取り組む作業 —
1) 財産分与に関する文書のうち、「私は、主人の自身の過ちを一切」から「うに扱うは裁判例もあります。」までの部分を一字一句違えずに書き写しなさい。
2) 財産分与に関する文書の続きを、最後に示された文の次から書き継ぎなさい。

出典文書 —
::::
財産分与における個人的な支出の持ち戻し

家事|財産分与における個人的な支出(浮気による慰謝料の支払い)の持ち戻し|離婚、財産分与における夫と妻の利益対立|浦和地裁昭和61年8月4日判決

目次

  1. 質問
  2. 回答
  3. 解説
  4. 関連事例集
  5. 参考条文

質問:

先日、とある男性より、主人がその方の妻と浮気をしたとして、慰謝料として300万円の支払いを求める旨の通知書が届きました。私は、これに大変驚きつつも、本当に浮気をしたのか、主人を追及しました。すると、主人は、信じられないことに、特に悪びれた様子もなく、あっさりと浮気を認めました。更に信じられないことに、婚姻後に夫婦で貯めた預貯金を用いて、慰謝料300万円を支払うなどとも話しています。

私は、主人の自身の過ちを一切省みない態度に呆れ果てて、将来的に離婚することを決意しているのですが、実際に慰謝料300万円を支払われてしまうと、財産分与を請求するに当たり、その分が差し引かれてしまうのでしょうか。

子どもが自宅からほど近い小学校に通っているため、直ぐに別居することは考えておらず、また、預貯金の名義人が主人となっていることから、慰謝料300万円の支払い自体を阻止することも避けられない状況です。

回答:

1 財産分与の対象となる財産は、実務上、別居時に存在する夫婦共有財産です。そうすると、ご質問のように別居前に預金から支払われてしまうと対象となる財産がないことになります。しかし、離婚が予定されているのに夫婦共有財産が夫婦の一方のためだけに支払いに充てられなくなった場合、財産分与の対象とならないというのは公平に反しますので、そのような場合は財産分与の対象として計算すべきであり、そのように扱うは裁判例もあります。
::::
データ一覧 —
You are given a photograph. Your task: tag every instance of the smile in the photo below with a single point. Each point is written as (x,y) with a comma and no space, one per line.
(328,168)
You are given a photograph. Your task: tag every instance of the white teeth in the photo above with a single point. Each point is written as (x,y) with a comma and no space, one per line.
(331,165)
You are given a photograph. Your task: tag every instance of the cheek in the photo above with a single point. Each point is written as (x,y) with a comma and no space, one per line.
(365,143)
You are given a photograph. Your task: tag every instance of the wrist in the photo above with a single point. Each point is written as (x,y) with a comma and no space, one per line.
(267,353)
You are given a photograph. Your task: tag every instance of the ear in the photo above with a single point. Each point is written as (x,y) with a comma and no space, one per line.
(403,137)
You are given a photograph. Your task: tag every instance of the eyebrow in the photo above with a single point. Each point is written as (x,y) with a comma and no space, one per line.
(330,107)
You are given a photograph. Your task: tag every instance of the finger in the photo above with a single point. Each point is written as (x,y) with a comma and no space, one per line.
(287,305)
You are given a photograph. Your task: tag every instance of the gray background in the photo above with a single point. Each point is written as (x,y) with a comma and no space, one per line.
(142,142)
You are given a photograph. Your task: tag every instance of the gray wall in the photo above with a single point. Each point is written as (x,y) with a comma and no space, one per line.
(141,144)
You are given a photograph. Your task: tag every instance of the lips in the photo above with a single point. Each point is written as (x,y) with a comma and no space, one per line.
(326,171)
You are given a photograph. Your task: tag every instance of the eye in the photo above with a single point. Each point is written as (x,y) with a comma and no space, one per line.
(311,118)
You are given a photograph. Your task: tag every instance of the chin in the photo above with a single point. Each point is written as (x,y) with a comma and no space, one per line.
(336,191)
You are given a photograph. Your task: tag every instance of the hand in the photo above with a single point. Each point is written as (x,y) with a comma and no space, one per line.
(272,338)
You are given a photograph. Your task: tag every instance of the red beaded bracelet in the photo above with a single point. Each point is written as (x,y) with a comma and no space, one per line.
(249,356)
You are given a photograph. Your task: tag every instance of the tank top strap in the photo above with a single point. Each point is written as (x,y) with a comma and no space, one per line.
::::
演習の結果 —
1)
私は、主人の自身の過ちを一切省みない態度に呆れ果てて、将来的に離婚することを決意しているのですが、実際に慰謝料300万円を支払われてしまうと、財産分与を請求するに当たり、その分が差し引かれてしまうのでしょうか。

子どもが自宅からほど近い小学校に通っているため、直ぐに別居することは考えておらず、また、預貯金の名義人が主人となっていることから、慰謝料300万円の支払い自体を阻止することも避けられない状況です。

回答:

1 財産分与の対象となる財産は、実務上、別居時に存在する夫婦共有財産です。そうすると、ご質問のように別居前に預金から支払われてしまうと対象となる財産がないことになります。しかし、離婚が予定されているのに夫婦共有財産が夫婦の一方のためだけに支払いに充てられなくなった場合、財産分与の対象とならないというのは公平に反しますので、そのような場合は財産分与の対象として計算すべきであり、そのように扱うは裁判例もあります。

2)
2 夫婦が離婚した場合、その一方配偶者は、他方配偶者に対し、財産分与を請求することができます(民法768条1項)。財産分与には、離婚による慰謝料の要素も含まれますが、この要素は、あくまでも補充的なものと位置付けられており、財産分与を受けた後であっても、別途、慰謝料請求権を行使することができます。

もっとも、財産分与の対象は、実務上、基準時(原則として別居時)に存在する夫婦共有財産であるとされており、これを前提にすると、相談者様のご主人が、基準時(原則として別居時)よりも前に、婚姻後にご夫婦で貯められた預貯金を用いて、慰謝料300万円を支払った場合には、その分、財産分与の対象となる夫婦共有財産が減少し、ひいては、相談者様が財産分与として貰える金銭が減少することになってしまいそうです。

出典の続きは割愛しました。